WHAT YOU SHOULD DO
In your answer, transcribe all of the data exactly.

(Referring expression pointing data)
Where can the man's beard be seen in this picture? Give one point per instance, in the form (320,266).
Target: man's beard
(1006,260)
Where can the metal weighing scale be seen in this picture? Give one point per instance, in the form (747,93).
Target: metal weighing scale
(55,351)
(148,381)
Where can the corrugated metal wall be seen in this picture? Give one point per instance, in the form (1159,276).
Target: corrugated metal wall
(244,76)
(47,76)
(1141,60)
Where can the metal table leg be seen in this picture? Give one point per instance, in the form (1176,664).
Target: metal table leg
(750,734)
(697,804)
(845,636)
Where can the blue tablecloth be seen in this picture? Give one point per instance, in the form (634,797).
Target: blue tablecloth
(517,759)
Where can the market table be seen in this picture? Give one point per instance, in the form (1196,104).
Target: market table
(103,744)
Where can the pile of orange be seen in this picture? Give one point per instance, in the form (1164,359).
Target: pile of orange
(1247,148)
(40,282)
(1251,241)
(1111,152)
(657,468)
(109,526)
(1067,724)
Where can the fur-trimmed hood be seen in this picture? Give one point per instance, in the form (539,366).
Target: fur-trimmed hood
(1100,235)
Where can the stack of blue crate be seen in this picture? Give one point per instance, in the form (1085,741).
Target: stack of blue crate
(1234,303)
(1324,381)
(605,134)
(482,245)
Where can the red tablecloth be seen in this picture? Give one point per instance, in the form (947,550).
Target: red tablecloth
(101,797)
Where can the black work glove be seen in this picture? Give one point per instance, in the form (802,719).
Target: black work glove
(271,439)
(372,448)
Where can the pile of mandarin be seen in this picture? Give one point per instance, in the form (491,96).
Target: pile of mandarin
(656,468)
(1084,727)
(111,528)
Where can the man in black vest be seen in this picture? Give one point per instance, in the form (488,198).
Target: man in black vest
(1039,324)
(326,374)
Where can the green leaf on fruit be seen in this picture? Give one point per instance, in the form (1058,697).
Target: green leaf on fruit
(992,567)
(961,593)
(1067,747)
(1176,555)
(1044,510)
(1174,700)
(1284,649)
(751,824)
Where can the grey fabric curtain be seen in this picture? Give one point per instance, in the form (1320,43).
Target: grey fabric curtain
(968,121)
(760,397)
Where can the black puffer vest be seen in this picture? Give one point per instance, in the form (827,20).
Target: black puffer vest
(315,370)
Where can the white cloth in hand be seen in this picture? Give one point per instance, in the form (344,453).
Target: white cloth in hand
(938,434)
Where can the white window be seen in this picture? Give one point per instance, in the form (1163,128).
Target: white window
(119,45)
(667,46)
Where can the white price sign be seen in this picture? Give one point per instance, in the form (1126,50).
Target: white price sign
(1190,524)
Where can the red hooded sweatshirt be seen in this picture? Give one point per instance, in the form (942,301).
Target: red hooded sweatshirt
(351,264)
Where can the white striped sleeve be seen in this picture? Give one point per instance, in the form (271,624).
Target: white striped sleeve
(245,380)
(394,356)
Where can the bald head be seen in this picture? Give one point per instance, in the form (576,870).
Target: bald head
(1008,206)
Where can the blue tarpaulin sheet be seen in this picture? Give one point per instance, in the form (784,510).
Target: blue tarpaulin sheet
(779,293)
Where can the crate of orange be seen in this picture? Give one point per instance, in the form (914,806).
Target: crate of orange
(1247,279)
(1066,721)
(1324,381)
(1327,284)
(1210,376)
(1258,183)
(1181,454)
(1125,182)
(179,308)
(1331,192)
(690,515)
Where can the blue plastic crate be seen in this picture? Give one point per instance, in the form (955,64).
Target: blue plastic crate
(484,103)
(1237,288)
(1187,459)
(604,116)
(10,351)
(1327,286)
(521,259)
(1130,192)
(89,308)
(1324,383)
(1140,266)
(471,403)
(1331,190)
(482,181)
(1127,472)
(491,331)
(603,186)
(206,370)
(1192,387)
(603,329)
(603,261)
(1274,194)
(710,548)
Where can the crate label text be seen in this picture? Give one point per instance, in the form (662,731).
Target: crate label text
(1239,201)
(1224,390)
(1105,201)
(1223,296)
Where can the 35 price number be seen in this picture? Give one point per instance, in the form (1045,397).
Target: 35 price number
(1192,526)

RESULT FOR THIS EXERCISE
Where can the man's beard be seen in this picture? Give one point per instance, in the form (320,266).
Target: man's beard
(1006,260)
Where can the metal weighing scale be seen in this picture? Give one point per instance, in the form (747,93).
Target: metal weighing scale
(55,351)
(148,381)
Where can the corrugated metal wall be seen in this picture? Give one point per instance, in the form (1159,276).
Target: corrugated metal wall
(244,76)
(47,76)
(1141,60)
Where can the metal table leg be seen in this picture? Give one point per instance, in the form (1176,664).
Target: metal table leg
(750,734)
(697,804)
(845,636)
Where can the blue tablecloth be seen in this picture? Give one point per instance, in the form (634,797).
Target: blue tablecloth
(517,759)
Where can the market table be seen in this picture? Give one point per instance, in the form (1196,104).
Target: market table
(103,744)
Where can the pile of orange be seen in this picture? Give one point per instance, in the form (1164,359).
Target: pile of orange
(1247,148)
(40,282)
(1251,241)
(1111,152)
(657,468)
(109,526)
(1067,724)
Where can the fur-trimmed hood be seen in this picture? Give one point per instance, in the form (539,366).
Target: fur-trimmed hood
(1100,235)
Where can the stack of blue crate be seen in this picture? Give one point per instance, in the form (1085,741).
Target: stack of blue crate
(1234,303)
(1324,381)
(605,134)
(482,245)
Where can the red tablecloth be seen in this picture? Give one point per instance, in the form (947,550).
Target: red tablecloth
(101,797)
Where can the black work glove be seen in this picture? Give one point per instance, in the form (802,719).
Target: black work glove
(271,439)
(372,448)
Where can the pile of mandarin be seen in this picture? Give one point per instance, in the form (491,96).
Target: pile of mandarin
(656,468)
(1084,727)
(111,528)
Where can the man in black vest be seen in this picture? Give one point per instance, in the form (488,198).
Target: man in black vest
(1039,324)
(326,374)
Where can the green leaf on fruit be seen in this picture? Give one point per instance, in the form (1058,697).
Target: green leaf on fruit
(992,567)
(961,593)
(1067,747)
(1176,555)
(1044,510)
(1174,700)
(1284,649)
(751,824)
Where can the grey fabric curtain be seen in this picture? Give one point per instance, in the form (1320,43).
Target: grey fabric curtain
(968,121)
(760,397)
Where can the black puffer vest be seen in this picture? Give one point per instance, in the form (827,20).
Target: black puffer vest
(315,370)
Where can the white cloth in hand be seen in this picture? Give one point per instance, in the form (344,453).
Target: white cloth in hand
(938,434)
Where can the white window be seen in this picture? Give one point per instance, in the form (1163,128).
Target: white window
(119,45)
(667,46)
Where can the white price sign be seen in this picture? Give one point per instance, in the form (1126,50).
Target: white price sign
(1190,524)
Where can the red hooded sweatshirt be seen in this picture? Give one point per instance, in the form (942,301).
Target: red hooded sweatshirt
(351,264)
Where can the white striped sleeve be seen in this picture? Give one point per instance, in the form (271,624).
Target: white striped sleeve
(245,380)
(394,356)
Where can the bald head be seen in this picture? Give one point per instance, in the form (576,870).
Target: bald head
(1008,206)
Where can the blue tarpaulin sheet be seen in this picture? Give one point per instance, in the form (784,510).
Target: blue tarpaulin sheet
(779,293)
Where can the crate of orange be seen in this picture? Give one point per instance, in the form (914,806).
Target: crate of orange
(1247,279)
(1066,721)
(1324,381)
(1327,284)
(1210,376)
(1258,183)
(1181,454)
(1125,182)
(179,308)
(1331,192)
(690,515)
Where can the blue plastic crate be seen in this picture? Give one point per instance, in the form (955,64).
Target: blue plastic crate
(484,103)
(1237,288)
(1187,459)
(604,116)
(10,351)
(1327,286)
(521,259)
(1130,192)
(89,308)
(1324,383)
(1140,266)
(471,403)
(1331,190)
(482,181)
(1127,472)
(491,331)
(603,186)
(206,370)
(1192,387)
(603,329)
(603,261)
(1274,194)
(710,548)
Where can the crate label text be seen in this picture? Give one point per instance, in the form (662,731).
Target: crate label text
(1239,201)
(1224,390)
(1105,201)
(1223,296)
Where can the 35 price number be seen in this picture? Give one point per instance, in the form (1045,397).
Target: 35 price number
(1192,526)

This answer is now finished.